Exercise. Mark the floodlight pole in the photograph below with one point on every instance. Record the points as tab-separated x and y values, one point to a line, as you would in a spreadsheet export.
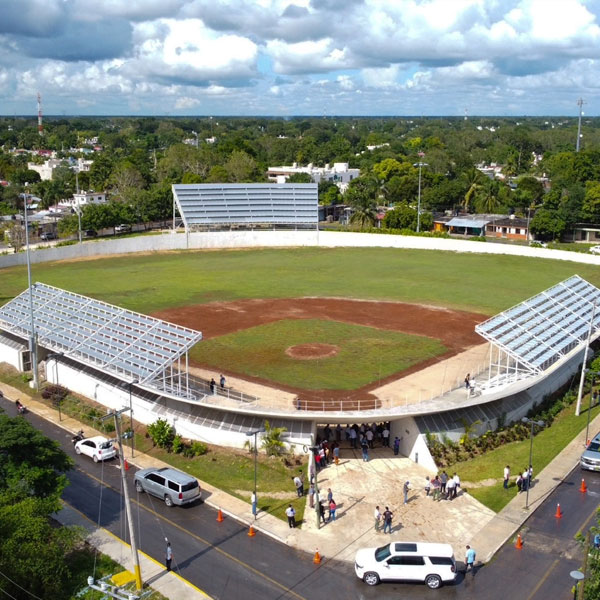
583	367
32	341
134	552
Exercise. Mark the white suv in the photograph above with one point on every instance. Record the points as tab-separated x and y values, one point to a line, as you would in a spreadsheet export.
407	561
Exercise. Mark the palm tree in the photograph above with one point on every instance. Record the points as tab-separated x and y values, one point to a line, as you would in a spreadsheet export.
364	216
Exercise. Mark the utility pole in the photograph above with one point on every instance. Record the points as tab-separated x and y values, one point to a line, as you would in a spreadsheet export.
580	103
134	553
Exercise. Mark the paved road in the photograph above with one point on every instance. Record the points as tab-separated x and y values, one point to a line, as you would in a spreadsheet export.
223	561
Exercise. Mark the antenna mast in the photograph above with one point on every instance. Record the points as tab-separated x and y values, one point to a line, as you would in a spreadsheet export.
40	125
580	103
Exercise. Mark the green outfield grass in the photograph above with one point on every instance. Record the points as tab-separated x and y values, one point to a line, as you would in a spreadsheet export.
365	354
151	282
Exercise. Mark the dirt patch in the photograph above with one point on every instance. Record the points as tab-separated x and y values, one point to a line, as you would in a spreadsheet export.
456	330
312	351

----

• Exercise:
Starting at the line that contains "Exercise. Mark the green" and stopping at the end of the records, lay out those records as a two-column CSV with the columns instruction and response, one row per record. Put each record's text and its answer in a single quoted field each, with line breaks turned into spaces.

• Correct response:
instruction,response
"Exercise. Mark the green outfield grass in the photograph above with one point on every instance. Record the points as tab-separated x and y values, one point to a line, as you would in a spreadsheet export.","365	354 151	282"
"Exercise. Mark the dirt patch in the photograph above with one point on every instance. Record the points as tab-separated x and y values, one point to a line, as you would in a spreadsheet export.","456	330 312	351"